> **TO DO**: Take the data below. Output it exactly from its first line through the line containing "Tag every instance of the crumpled".

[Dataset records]
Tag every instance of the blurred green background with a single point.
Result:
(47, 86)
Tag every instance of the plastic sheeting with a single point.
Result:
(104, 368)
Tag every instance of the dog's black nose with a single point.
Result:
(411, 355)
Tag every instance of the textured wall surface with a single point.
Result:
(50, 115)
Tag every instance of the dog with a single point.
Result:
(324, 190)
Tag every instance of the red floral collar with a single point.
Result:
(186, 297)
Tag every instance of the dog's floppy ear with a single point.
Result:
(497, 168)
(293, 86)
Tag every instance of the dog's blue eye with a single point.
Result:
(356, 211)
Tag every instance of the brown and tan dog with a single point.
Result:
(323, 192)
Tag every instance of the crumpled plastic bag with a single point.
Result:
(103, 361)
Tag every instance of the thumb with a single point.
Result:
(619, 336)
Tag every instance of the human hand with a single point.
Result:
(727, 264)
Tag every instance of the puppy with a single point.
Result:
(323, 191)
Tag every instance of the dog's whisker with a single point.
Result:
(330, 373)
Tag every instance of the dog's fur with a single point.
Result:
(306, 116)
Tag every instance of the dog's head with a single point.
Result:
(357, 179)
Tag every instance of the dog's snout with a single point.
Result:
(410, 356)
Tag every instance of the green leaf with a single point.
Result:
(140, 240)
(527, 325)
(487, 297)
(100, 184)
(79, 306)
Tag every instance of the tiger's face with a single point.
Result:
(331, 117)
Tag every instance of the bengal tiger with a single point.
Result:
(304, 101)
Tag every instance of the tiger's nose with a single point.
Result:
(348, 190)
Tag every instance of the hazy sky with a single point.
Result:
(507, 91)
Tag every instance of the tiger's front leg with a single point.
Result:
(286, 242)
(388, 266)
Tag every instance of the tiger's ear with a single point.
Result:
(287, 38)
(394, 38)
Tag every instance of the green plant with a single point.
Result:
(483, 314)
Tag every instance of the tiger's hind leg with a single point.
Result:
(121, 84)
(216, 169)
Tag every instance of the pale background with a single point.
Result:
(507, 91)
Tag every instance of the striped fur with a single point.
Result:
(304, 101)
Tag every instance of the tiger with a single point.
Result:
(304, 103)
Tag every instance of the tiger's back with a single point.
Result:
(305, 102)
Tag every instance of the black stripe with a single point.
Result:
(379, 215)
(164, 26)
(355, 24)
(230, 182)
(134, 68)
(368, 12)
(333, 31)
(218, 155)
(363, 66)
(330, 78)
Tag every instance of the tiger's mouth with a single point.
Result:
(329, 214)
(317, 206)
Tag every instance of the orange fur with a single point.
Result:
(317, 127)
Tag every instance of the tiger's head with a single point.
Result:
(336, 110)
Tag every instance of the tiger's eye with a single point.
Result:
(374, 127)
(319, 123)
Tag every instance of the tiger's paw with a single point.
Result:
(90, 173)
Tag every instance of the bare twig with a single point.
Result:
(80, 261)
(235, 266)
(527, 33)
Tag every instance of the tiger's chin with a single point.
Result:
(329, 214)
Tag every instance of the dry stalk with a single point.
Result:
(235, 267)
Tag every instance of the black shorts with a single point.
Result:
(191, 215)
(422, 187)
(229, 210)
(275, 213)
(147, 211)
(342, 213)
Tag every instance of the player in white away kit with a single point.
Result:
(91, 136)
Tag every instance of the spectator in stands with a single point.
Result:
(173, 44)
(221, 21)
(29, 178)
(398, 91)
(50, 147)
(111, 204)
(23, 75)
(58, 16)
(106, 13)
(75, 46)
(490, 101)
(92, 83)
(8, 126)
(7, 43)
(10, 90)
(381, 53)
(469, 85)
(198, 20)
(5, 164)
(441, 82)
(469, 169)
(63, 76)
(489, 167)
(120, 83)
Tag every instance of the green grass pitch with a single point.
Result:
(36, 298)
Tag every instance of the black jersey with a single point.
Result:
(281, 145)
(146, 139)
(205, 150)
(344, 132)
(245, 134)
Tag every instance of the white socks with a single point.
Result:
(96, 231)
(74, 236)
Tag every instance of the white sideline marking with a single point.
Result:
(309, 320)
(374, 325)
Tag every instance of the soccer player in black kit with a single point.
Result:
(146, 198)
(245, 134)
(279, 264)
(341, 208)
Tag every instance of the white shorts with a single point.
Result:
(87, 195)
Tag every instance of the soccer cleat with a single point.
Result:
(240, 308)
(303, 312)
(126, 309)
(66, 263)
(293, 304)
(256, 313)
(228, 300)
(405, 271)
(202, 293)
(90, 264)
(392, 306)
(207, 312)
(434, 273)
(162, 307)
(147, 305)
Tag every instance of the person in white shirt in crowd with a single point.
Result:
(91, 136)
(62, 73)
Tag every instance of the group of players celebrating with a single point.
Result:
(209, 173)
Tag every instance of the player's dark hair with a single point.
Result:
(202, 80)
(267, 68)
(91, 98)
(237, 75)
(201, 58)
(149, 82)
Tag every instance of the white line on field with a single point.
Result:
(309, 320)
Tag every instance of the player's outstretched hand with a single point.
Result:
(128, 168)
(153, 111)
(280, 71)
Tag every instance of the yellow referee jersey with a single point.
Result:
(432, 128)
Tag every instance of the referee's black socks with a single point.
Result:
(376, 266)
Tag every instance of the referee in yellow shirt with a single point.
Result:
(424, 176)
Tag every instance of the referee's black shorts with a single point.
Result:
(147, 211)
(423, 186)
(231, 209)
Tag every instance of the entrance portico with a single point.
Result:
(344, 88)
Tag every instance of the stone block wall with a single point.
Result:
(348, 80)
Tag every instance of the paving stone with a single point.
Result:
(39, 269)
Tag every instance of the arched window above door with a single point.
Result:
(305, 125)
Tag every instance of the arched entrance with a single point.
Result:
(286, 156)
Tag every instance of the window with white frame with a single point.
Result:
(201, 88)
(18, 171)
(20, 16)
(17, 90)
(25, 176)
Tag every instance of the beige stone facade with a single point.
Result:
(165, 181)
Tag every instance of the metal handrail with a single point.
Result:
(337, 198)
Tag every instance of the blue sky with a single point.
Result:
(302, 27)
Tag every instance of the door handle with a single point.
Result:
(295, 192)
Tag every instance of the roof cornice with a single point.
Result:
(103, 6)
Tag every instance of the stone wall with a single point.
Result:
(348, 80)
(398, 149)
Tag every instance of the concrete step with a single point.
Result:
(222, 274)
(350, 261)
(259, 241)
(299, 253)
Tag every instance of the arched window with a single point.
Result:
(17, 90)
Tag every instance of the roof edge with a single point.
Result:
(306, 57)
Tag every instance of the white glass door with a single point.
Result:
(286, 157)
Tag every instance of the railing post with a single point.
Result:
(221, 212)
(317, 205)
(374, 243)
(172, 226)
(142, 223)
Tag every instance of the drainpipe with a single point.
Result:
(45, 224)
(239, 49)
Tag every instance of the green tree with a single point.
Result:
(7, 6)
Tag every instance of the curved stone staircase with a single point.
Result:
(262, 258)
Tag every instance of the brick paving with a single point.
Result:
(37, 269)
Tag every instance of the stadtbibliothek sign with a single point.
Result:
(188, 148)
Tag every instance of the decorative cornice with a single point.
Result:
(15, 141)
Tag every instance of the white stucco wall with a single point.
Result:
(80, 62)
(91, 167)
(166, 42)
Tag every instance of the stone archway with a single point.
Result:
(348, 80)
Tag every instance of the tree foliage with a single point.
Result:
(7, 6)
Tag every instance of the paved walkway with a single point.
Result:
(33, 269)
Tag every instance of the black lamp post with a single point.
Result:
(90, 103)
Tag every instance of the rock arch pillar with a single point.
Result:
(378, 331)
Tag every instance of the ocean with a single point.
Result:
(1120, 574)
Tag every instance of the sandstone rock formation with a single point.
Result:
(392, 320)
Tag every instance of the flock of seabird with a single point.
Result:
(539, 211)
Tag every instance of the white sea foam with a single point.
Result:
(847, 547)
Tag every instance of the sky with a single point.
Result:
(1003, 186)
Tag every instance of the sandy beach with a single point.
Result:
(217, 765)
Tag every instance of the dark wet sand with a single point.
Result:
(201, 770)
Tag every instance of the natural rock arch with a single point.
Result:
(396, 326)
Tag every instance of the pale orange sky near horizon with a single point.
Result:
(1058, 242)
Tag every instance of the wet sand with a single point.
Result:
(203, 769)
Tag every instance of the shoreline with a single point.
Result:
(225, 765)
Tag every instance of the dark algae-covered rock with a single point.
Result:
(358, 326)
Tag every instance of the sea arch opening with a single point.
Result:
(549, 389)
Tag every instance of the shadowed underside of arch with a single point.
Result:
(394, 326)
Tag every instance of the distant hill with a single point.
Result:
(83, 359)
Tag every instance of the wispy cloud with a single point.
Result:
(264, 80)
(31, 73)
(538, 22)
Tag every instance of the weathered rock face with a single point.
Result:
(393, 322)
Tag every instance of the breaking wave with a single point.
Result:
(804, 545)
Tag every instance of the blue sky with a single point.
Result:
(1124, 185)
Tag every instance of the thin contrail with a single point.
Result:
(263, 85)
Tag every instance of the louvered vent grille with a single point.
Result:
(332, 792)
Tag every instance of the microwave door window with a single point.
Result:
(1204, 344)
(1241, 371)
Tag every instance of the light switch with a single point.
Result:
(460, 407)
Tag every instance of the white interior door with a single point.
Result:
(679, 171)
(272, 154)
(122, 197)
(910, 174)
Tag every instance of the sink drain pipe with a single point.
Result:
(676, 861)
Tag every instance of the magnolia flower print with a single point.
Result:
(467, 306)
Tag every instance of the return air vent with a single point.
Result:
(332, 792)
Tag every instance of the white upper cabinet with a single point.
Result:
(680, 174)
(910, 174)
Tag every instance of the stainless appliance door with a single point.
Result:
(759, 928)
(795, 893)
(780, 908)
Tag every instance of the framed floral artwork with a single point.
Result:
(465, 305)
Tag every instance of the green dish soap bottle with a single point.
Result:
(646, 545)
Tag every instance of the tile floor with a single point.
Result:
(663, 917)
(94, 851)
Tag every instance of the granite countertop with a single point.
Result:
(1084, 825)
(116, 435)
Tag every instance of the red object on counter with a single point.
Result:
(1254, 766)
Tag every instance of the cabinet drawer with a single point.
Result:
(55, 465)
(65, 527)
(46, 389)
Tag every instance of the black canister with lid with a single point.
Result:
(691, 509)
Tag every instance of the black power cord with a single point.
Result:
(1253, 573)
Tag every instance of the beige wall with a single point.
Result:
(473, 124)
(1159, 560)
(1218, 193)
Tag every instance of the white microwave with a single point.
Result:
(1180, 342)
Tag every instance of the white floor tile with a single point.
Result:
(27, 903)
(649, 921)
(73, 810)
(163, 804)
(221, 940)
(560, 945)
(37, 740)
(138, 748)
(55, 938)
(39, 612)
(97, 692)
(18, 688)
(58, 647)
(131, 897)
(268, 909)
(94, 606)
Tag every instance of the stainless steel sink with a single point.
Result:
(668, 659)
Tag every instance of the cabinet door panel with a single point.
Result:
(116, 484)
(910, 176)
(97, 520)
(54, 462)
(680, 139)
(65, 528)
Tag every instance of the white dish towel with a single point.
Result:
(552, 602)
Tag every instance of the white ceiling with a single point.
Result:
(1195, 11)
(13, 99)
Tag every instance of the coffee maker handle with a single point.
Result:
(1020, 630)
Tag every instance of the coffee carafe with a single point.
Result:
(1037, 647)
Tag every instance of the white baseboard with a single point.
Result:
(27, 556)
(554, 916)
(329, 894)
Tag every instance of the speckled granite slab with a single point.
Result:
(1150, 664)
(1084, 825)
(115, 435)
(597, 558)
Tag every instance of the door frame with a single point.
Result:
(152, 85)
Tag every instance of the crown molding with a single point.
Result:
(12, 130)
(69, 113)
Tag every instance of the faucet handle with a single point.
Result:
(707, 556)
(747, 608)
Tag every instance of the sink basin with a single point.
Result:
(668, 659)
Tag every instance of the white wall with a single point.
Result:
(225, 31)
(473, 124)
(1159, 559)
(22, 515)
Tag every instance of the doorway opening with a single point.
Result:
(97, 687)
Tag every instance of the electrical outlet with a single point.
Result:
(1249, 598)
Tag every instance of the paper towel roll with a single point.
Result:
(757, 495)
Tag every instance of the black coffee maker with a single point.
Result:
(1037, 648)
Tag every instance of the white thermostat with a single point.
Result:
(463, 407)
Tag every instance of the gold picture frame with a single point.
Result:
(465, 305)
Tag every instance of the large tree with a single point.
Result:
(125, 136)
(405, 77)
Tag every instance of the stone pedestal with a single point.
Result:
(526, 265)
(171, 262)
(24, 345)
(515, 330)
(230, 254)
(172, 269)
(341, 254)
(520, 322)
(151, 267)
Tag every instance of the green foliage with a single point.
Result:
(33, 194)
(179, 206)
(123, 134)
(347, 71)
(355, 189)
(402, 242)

> **YOUR RESPONSE**:
Tag every instance of the blurred green background with a single point.
Result:
(47, 86)
Tag every instance of the plastic sheeting with a single point.
Result:
(104, 368)
Tag every instance of the dog's black nose with a single point.
Result:
(411, 355)
Tag every instance of the textured wall surface with a single point.
Result:
(50, 115)
Tag every instance of the dog with a single point.
Result:
(324, 190)
Tag every instance of the red floral collar with a single point.
Result:
(186, 297)
Tag every instance of the dog's floppy ear with a single point.
Result:
(497, 168)
(293, 86)
Tag every instance of the dog's blue eye with a single point.
Result:
(356, 211)
Tag every instance of the brown and tan dog with a single point.
Result:
(323, 192)
Tag every instance of the crumpled plastic bag with a single point.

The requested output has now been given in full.